| Brief |
The answer must be every line of the records below that holds the word "white".

Records excerpted from a collection:
__________

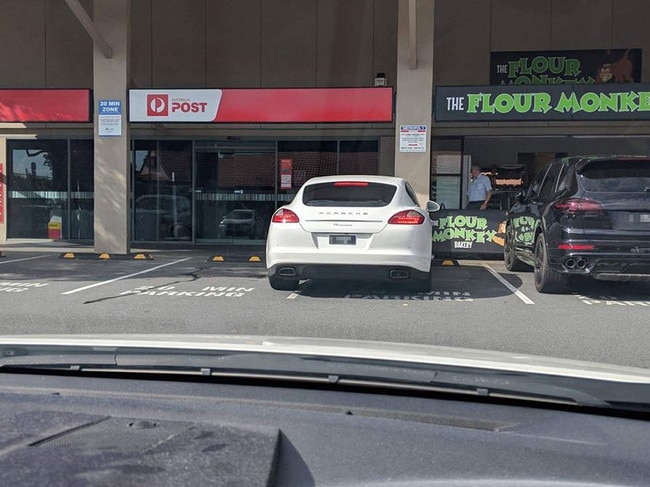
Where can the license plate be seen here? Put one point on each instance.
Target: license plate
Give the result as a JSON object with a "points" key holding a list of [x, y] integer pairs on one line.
{"points": [[343, 240]]}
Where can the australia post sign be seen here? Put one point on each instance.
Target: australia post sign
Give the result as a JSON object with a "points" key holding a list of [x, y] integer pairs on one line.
{"points": [[174, 105], [291, 105], [624, 101]]}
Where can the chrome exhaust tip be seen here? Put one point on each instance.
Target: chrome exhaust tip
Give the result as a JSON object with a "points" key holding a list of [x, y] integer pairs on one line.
{"points": [[570, 263], [398, 274]]}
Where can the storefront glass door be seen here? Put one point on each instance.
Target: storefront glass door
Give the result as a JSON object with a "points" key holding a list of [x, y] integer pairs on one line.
{"points": [[38, 189], [162, 180], [234, 190]]}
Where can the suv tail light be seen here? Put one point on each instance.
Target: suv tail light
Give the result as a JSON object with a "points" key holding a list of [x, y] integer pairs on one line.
{"points": [[407, 217], [575, 205], [285, 216], [570, 246]]}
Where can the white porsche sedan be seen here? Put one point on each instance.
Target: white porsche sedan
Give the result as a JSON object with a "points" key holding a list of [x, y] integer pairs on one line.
{"points": [[351, 227]]}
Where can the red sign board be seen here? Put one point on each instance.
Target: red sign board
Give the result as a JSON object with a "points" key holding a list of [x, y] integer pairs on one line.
{"points": [[45, 106], [282, 105], [2, 196]]}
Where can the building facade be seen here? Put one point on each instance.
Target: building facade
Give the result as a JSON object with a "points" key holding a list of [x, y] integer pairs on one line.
{"points": [[116, 179]]}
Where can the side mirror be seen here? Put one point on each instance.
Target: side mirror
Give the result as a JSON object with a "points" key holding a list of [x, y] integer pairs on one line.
{"points": [[432, 206]]}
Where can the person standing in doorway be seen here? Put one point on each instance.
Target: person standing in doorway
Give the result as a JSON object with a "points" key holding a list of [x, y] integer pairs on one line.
{"points": [[479, 190]]}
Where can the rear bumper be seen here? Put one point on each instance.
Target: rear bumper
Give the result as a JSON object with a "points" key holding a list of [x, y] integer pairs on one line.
{"points": [[613, 266], [346, 271]]}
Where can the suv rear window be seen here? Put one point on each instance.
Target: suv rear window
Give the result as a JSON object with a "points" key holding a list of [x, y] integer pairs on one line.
{"points": [[617, 176], [348, 193]]}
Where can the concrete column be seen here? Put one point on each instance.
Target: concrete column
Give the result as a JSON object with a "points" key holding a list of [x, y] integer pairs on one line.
{"points": [[415, 93], [387, 156], [112, 168], [3, 189]]}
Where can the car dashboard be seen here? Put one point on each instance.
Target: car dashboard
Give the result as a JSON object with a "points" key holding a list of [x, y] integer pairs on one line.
{"points": [[81, 430]]}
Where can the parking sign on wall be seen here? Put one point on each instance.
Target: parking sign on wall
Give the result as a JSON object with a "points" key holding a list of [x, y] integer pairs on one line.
{"points": [[412, 138]]}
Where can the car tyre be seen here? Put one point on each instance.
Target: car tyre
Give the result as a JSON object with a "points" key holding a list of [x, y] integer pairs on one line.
{"points": [[510, 258], [547, 280], [281, 284]]}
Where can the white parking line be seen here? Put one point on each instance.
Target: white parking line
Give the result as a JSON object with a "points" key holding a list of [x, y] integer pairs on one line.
{"points": [[125, 277], [514, 290], [20, 260]]}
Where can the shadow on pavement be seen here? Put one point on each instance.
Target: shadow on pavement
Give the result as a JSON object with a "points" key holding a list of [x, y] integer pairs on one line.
{"points": [[465, 283]]}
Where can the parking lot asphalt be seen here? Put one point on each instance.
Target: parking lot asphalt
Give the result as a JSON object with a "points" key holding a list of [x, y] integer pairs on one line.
{"points": [[476, 304]]}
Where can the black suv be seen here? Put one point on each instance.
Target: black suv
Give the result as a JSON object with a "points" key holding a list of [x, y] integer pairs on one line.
{"points": [[583, 216]]}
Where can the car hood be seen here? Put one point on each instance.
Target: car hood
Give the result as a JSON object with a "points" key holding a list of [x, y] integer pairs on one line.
{"points": [[350, 349]]}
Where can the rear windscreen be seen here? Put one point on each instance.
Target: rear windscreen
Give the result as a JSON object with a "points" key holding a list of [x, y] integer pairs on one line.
{"points": [[617, 176], [348, 194]]}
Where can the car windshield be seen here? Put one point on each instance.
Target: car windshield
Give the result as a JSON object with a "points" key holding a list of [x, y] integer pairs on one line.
{"points": [[348, 193], [470, 177], [614, 176]]}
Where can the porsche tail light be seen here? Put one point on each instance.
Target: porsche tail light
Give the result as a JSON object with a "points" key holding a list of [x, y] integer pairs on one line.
{"points": [[407, 217], [285, 216], [348, 184]]}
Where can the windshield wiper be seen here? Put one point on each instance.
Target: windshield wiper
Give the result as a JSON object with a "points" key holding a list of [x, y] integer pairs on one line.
{"points": [[335, 371]]}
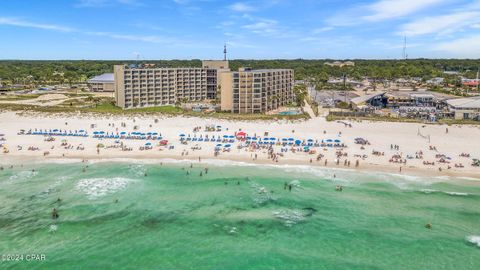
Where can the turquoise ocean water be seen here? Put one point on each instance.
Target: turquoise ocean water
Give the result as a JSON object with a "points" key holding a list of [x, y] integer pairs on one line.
{"points": [[151, 216]]}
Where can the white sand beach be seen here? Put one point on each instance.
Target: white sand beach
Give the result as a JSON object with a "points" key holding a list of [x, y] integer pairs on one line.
{"points": [[407, 148]]}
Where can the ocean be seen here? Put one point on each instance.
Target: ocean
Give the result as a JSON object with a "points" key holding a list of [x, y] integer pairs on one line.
{"points": [[178, 215]]}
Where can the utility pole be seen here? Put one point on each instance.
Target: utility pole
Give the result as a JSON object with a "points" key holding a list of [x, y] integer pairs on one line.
{"points": [[478, 82], [225, 52]]}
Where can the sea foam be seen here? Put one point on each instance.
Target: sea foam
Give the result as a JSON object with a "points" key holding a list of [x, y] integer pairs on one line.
{"points": [[474, 239], [99, 187]]}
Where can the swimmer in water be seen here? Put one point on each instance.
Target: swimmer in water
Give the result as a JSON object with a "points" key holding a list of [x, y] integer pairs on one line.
{"points": [[55, 213]]}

__________

| Answer section |
Where can the white porsche sedan be seen here? Put one point on each instance.
Target: white porsche sedan
Where can the white parking line be seen here? Put one point on each instance.
Target: white parking line
Where can the white sand beach be seen here? Put one point on each instance.
Target: white sand beach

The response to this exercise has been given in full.